[Coordinate labeling records]
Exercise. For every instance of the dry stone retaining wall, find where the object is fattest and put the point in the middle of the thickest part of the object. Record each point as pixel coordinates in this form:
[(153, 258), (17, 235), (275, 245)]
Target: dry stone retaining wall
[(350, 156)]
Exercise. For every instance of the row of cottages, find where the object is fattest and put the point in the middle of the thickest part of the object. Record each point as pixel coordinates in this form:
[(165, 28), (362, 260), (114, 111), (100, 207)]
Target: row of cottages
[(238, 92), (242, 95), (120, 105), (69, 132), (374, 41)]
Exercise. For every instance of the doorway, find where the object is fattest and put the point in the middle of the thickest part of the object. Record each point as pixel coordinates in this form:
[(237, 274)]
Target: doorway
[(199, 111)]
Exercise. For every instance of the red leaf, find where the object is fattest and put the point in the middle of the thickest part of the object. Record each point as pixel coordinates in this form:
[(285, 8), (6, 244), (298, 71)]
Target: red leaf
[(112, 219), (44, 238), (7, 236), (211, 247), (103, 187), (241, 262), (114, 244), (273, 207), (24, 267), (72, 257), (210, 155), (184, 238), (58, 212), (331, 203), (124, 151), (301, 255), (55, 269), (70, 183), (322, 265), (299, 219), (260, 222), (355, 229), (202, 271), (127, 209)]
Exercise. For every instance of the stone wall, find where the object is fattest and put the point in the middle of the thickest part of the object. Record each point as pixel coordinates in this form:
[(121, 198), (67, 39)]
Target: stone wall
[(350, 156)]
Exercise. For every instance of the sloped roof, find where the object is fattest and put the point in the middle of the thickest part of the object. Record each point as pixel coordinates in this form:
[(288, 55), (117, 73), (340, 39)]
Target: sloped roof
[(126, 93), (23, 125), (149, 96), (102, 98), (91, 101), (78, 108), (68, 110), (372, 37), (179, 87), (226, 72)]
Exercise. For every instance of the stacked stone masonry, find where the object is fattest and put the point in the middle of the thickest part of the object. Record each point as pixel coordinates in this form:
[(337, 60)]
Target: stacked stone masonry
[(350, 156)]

#### [GIVEN INSTRUCTION]
Reproduce each of the records above word for word, leaving nothing out.

#### [RESULT]
Exercise. For every instance of the dry stone retaining wall, find where the object is fattest and put the point in the middle of the thickest part of the object. Record each point as pixel coordinates in this form:
[(153, 258), (17, 235), (275, 245)]
Target: dry stone retaining wall
[(350, 156)]
Exercise. For every instance of the row of cottages, find where the object is fattest and put the point in the middle of the thickest part of the object. Record each point as pixel coordinates in this form:
[(165, 28), (362, 260), (114, 111), (100, 207)]
Target: row of cottages
[(238, 92), (242, 95), (120, 105), (69, 132), (374, 41)]
Exercise. For every instance of the doorway, find where the object is fattest and put the point in the middle of the thickest part of the object. Record each point as pixel coordinates in this form:
[(237, 274)]
Target: doorway
[(199, 111)]
Exercise. For every instance of the red leaf, find where the object is fattest and put the point in the middle of the thickest part of the object. Record each point as pixel coordinates in this form:
[(285, 8), (6, 244), (298, 71)]
Target: red leaf
[(112, 219), (44, 238), (7, 236), (211, 247), (103, 187), (241, 262), (114, 244), (273, 207), (24, 267), (72, 257), (210, 155), (184, 238), (58, 212), (331, 203), (124, 151), (301, 255), (55, 269), (70, 183), (322, 265), (299, 219), (260, 222), (355, 229), (202, 271), (127, 209)]
Exercise. For every instance of the stone wall, find where the object is fattest and put the point in the middle of the thickest part of the object. Record each point as pixel coordinates in this form:
[(121, 198), (67, 39)]
Target: stone wall
[(350, 156)]
Exercise. For every instance of the sloped roof, find where the object is fattest and put the point in the middle of the thickest part of the object. Record each point as pixel coordinates in this form:
[(288, 55), (117, 73), (340, 39)]
Target: sloped roof
[(126, 93), (23, 125), (149, 96), (102, 98), (91, 101), (78, 108), (68, 110), (372, 37), (179, 87), (226, 72)]
Exercise. For every instance of the stacked stone masonry, find where the object is fattest and put the point in the middle of the thickest part of the object. Record each point as pixel coordinates in this form:
[(337, 60)]
Target: stacked stone masonry
[(350, 156)]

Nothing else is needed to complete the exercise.